Problem to solve
Extract each line of the entries below that contains the word "bare", and copy every such line unchanged. Matching is case-sensitive.

Record excerpts

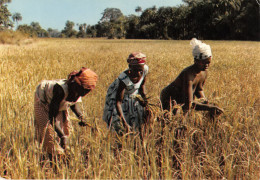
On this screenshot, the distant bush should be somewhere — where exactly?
[0,30,32,45]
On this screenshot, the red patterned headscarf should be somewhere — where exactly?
[127,52,146,64]
[68,67,98,90]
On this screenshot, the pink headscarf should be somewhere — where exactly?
[127,52,146,64]
[68,67,98,90]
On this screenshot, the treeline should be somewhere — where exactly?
[0,0,260,40]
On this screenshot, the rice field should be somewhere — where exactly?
[0,39,260,179]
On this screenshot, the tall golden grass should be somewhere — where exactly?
[0,30,36,45]
[0,39,260,179]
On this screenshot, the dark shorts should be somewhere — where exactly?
[160,86,182,111]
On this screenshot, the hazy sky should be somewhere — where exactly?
[8,0,182,30]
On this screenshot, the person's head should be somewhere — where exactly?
[127,52,146,83]
[190,38,212,71]
[67,67,98,96]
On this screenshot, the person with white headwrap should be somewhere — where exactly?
[160,38,223,115]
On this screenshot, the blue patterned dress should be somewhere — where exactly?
[103,65,149,131]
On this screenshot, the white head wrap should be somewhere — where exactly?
[190,38,212,60]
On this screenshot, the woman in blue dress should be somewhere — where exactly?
[103,52,148,133]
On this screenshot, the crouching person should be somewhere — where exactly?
[34,68,98,160]
[160,38,223,116]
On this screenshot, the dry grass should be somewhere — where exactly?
[0,39,260,179]
[0,30,36,45]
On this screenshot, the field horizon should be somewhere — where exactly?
[0,38,260,179]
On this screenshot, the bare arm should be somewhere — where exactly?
[70,103,83,119]
[116,80,129,130]
[183,80,193,113]
[139,77,148,107]
[49,85,65,138]
[70,103,87,126]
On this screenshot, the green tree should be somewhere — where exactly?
[0,0,13,30]
[139,6,160,39]
[100,8,123,23]
[61,20,77,37]
[135,6,143,15]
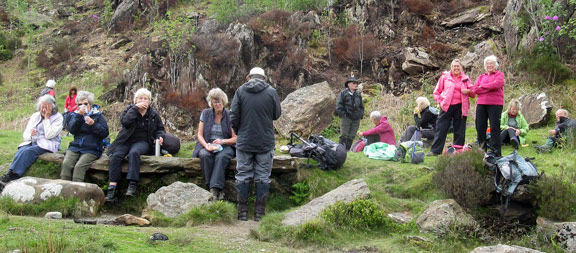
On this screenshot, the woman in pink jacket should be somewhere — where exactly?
[473,55,505,156]
[427,59,474,156]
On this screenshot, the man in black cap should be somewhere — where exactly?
[336,77,364,150]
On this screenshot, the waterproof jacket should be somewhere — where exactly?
[500,111,529,144]
[362,116,396,145]
[18,112,64,153]
[192,108,232,157]
[68,105,109,157]
[473,70,506,105]
[230,78,282,153]
[336,88,364,120]
[433,71,475,117]
[107,104,164,156]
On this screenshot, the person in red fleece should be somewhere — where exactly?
[472,55,505,156]
[358,111,396,145]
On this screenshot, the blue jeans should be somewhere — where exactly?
[236,150,274,184]
[10,143,50,176]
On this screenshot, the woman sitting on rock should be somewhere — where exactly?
[193,88,236,199]
[60,91,108,182]
[500,99,528,149]
[0,95,64,190]
[106,88,164,202]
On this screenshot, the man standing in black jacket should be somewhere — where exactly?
[230,67,282,221]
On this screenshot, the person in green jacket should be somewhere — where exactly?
[500,99,528,149]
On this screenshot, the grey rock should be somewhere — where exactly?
[274,82,336,137]
[282,179,370,226]
[470,244,542,253]
[518,92,552,128]
[416,199,476,232]
[1,177,104,216]
[146,182,212,218]
[44,212,62,219]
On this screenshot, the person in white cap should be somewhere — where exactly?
[38,79,56,97]
[230,67,282,221]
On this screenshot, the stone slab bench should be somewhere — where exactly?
[38,153,306,174]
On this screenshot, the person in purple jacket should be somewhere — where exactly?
[472,55,505,156]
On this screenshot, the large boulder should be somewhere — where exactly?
[402,47,438,75]
[282,179,370,226]
[2,177,104,216]
[146,182,212,218]
[416,199,476,232]
[470,244,542,253]
[274,82,336,137]
[518,92,552,128]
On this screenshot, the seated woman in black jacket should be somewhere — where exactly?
[400,97,438,142]
[106,88,164,202]
[192,88,236,199]
[60,91,108,182]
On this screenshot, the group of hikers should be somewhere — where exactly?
[0,56,576,221]
[336,55,576,157]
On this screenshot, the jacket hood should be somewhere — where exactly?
[242,78,270,93]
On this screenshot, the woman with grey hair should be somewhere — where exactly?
[60,91,109,182]
[192,88,236,200]
[106,88,164,202]
[0,95,64,188]
[473,55,506,156]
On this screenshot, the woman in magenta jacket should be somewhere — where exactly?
[473,55,505,156]
[428,59,474,156]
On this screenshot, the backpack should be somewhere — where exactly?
[350,138,368,152]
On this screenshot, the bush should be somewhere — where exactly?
[529,169,576,221]
[434,151,494,207]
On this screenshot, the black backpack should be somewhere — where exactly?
[288,133,347,170]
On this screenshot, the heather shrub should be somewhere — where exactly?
[434,151,494,207]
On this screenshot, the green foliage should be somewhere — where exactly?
[530,169,576,221]
[290,181,310,205]
[320,200,397,233]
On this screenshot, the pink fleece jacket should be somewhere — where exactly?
[433,71,475,116]
[362,116,396,145]
[473,70,506,105]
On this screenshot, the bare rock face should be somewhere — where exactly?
[518,92,552,128]
[274,82,336,137]
[402,47,438,75]
[2,177,104,216]
[416,199,476,232]
[146,182,212,218]
[470,244,542,253]
[282,179,370,226]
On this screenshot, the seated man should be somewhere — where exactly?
[358,111,396,145]
[534,109,576,153]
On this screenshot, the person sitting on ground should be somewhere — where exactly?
[106,88,164,202]
[500,99,528,149]
[192,88,236,200]
[60,91,109,182]
[358,111,396,145]
[400,97,438,142]
[0,95,63,190]
[534,109,576,153]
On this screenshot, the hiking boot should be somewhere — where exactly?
[236,183,250,221]
[106,187,118,202]
[254,183,270,221]
[126,181,138,197]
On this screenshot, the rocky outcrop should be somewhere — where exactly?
[282,179,370,226]
[146,182,212,218]
[274,82,336,138]
[2,177,104,216]
[518,92,552,128]
[416,199,476,232]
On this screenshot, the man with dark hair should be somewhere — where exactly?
[230,67,282,221]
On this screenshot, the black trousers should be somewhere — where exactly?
[476,105,503,156]
[430,104,468,154]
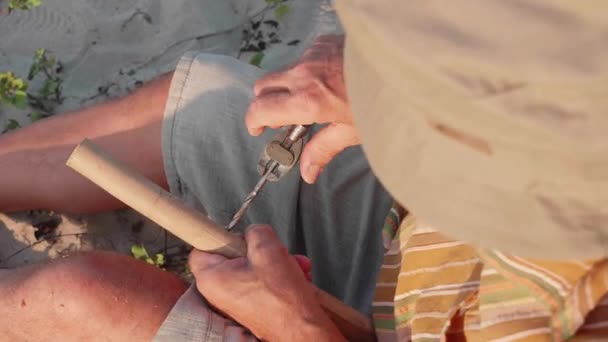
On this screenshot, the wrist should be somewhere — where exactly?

Exercise response
On this screenshot, the bare arm should be somewhere — where exactly?
On this screenshot, the bare rock face should be somewhere — where exactly?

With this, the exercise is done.